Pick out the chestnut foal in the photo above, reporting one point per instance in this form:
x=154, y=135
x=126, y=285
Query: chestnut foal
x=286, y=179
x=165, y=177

******************************

Give all the lines of the entries above as a JSON list of strings, one string per line, with blank lines left out.

Task output ->
[
  "Pick out the chestnut foal in the photo above, reporting one point per instance in this form:",
  "x=154, y=135",
  "x=126, y=285",
  "Query: chestnut foal",
  "x=286, y=179",
  "x=165, y=177"
]